Every entry that follows should be written out again exactly.

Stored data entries
[Start of Attachment]
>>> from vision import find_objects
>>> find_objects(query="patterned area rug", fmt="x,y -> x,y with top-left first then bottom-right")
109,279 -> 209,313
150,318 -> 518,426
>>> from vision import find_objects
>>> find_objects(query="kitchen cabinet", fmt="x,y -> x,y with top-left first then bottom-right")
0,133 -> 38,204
[End of Attachment]
Task solution ::
>>> from vision import find_objects
>>> find_objects(query="patterned area rug", fmt="x,y -> x,y with top-left first then bottom-right")
109,279 -> 209,313
150,318 -> 518,426
>>> from vision import find_objects
>>> find_objects(query="kitchen cabinet", fmt="x,y -> x,y with top-left first then bottom-right")
0,133 -> 38,204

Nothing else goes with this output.